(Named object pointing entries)
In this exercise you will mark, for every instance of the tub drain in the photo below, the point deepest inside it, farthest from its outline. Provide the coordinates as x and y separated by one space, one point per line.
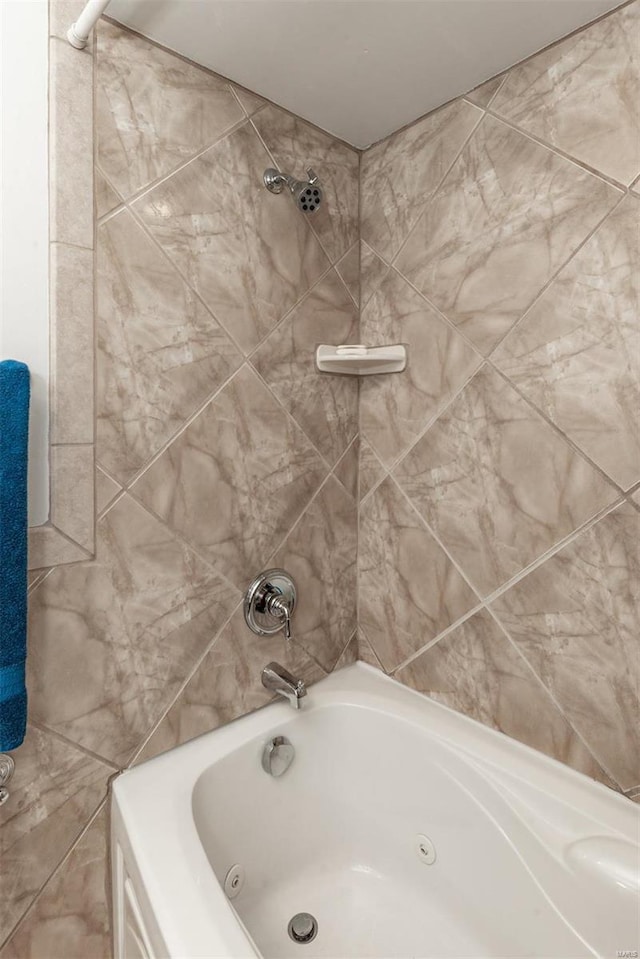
303 927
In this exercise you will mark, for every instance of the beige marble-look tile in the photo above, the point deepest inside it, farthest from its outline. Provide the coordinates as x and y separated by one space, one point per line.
54 791
72 343
236 480
34 576
72 492
106 490
476 671
320 554
366 652
154 110
483 95
296 146
325 405
497 483
582 95
249 101
372 272
507 217
346 470
248 253
106 198
371 470
409 590
49 547
349 654
113 639
575 620
62 13
160 352
576 354
394 409
70 144
349 269
70 919
227 684
400 174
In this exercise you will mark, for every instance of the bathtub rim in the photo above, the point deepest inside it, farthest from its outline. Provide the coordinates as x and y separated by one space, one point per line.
206 920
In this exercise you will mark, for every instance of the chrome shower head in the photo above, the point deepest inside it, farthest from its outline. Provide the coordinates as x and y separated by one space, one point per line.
306 193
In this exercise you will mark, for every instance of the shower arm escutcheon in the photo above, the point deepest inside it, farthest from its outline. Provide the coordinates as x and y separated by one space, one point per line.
307 194
269 603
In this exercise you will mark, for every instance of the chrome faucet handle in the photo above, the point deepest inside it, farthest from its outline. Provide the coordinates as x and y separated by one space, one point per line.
278 607
269 603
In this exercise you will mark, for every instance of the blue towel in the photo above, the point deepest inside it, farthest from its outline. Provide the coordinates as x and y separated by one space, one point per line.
14 434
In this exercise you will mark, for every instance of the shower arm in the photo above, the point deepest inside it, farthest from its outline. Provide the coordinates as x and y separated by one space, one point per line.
275 181
78 32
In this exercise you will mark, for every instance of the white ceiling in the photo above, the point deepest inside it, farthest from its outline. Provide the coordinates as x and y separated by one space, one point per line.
359 69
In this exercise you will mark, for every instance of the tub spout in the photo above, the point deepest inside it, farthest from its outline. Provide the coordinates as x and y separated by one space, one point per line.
278 680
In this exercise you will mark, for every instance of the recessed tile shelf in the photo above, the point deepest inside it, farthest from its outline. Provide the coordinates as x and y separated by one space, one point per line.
359 360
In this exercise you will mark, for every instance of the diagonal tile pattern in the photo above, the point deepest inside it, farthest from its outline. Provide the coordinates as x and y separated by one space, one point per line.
118 635
55 790
506 218
320 554
401 173
575 620
497 484
227 685
248 253
326 407
409 589
582 95
154 110
296 146
476 671
63 906
160 353
236 480
576 354
394 410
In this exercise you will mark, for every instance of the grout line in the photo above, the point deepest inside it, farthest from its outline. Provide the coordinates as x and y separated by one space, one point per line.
557 429
158 181
438 187
555 276
226 80
373 650
93 816
549 693
486 602
71 742
553 148
156 725
151 236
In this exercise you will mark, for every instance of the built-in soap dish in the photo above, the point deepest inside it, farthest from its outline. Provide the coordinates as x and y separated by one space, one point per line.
359 360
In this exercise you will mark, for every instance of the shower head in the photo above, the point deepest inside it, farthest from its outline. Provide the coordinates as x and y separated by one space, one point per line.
306 193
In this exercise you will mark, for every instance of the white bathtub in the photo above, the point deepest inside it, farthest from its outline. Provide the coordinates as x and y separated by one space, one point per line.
532 859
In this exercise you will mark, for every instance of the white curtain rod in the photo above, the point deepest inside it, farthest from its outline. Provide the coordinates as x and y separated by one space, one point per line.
78 32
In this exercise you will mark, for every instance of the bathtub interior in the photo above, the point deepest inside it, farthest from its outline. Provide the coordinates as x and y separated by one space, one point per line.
338 836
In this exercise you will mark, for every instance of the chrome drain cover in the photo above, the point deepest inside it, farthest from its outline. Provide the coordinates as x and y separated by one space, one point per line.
303 927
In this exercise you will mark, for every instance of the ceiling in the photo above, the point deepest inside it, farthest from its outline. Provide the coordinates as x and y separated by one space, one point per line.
359 69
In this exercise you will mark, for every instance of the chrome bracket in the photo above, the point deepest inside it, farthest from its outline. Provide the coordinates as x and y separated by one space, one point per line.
269 603
7 767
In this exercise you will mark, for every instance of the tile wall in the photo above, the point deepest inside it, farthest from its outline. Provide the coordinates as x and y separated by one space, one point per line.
499 475
219 453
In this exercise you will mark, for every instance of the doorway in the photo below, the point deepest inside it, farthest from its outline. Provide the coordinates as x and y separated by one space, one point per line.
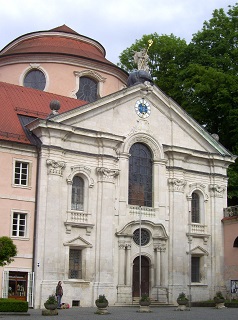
145 267
17 285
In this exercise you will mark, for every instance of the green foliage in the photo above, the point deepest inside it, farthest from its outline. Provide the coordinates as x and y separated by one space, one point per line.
219 295
182 296
201 76
8 250
101 298
145 297
51 299
12 305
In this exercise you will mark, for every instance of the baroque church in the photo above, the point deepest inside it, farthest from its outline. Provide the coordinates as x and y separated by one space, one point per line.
108 184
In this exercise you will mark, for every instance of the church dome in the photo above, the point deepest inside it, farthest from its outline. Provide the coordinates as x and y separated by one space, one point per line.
61 41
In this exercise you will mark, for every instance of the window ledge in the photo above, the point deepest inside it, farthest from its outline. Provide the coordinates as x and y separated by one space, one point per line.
76 281
20 238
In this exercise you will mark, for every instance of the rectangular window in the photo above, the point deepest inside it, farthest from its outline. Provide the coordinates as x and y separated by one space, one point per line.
75 264
21 173
195 269
19 224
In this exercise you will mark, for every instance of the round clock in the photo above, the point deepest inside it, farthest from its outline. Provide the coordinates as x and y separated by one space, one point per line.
142 108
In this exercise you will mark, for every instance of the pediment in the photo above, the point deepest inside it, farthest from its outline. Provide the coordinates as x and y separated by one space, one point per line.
78 242
199 251
167 125
157 230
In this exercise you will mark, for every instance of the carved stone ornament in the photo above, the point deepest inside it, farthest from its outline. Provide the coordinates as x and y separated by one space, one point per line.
107 174
176 184
55 167
216 190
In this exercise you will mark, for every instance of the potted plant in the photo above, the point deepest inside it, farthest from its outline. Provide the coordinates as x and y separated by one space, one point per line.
51 303
102 304
144 300
219 300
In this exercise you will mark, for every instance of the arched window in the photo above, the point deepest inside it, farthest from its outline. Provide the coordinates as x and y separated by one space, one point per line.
140 175
35 79
236 243
88 88
77 202
195 208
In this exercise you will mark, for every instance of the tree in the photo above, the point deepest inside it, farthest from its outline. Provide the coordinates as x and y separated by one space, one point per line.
166 59
201 76
8 250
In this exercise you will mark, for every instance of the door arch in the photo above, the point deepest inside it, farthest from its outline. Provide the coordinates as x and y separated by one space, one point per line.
145 276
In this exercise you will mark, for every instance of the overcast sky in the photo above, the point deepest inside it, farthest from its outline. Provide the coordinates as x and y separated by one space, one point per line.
116 24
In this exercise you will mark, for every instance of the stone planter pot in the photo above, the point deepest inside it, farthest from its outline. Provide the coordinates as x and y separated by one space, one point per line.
144 303
220 303
50 306
101 307
182 302
182 305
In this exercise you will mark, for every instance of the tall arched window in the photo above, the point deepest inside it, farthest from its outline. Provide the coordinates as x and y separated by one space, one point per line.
88 89
77 202
195 208
140 175
235 244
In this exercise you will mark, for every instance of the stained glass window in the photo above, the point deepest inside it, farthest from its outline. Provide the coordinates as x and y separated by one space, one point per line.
75 264
77 202
140 175
195 208
87 89
145 237
35 79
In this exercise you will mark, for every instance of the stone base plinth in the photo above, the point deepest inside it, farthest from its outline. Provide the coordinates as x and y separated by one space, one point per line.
49 312
102 311
144 309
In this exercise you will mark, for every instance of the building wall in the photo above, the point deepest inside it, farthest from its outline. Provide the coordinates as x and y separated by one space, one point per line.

● **Task statement**: Only the lines from the one that contains "of the arched" through the last line should be repeated, each exactly as it stands, with both ends included.

● **Written answer**:
In this exercise you will mark, for every instance of the arched window in the photo above, the point deepest inside it, farthest from its outline. Provide the coordinates as x and y separated by one space, one point per line.
140 175
35 79
236 243
88 88
77 202
195 208
In this exercise you will mark, for every instance of the tree in the photo above, the point deepest inside it, farthest from its outline. Provide the coordinates as x and y separated by one space, one point per line.
166 59
201 76
8 250
In this exercise you will mark, for every instance of the door arch in the photo above, the point deepest inside it, farthest from its outline. Provide the coordinates as x and y separated by one space, one point per line.
145 276
In this exercise you will mark, for every instance of the overcast sky in the photo above, the point deepest inside it, farthest from its outline. Provide the coordinates as x and y separated by one space, one point per line.
116 24
In this exercise you will mark, for every instance of the stone planter pot in the photo above, the point deepest inside it, farthest from its outline. Provide the coordinates as x and y separated by one space, one point per line.
144 303
220 303
50 306
101 307
182 302
182 305
In this exercise you will mark, for every instance of the tall arched window in the photo above, the point deepest inside it, farthest from its outline. Provide the coordinates as x and y separated by one space, one point per line.
88 89
77 202
195 208
140 175
235 244
In this exercise you will mark, for every instance of the stained glass window in the photo above, the point deepest inside it, farthest from its outline. Provide the coordinates as x and y separated by one space, one point per line.
75 264
77 202
140 175
195 208
87 89
145 237
35 79
In this exercise you will mark, for every instance of the stone base plinth in the photo above, the point deepest inside it, farthest from its outline. Provide the coordinates as x and y separated by one space, one point per line.
49 312
102 311
144 309
In this exercise you will mark, for every instance of the building wall in the photo above, the point deepest inside it, farthest from its outline. Provide the coordinates as x and y separated by one space, one point per line.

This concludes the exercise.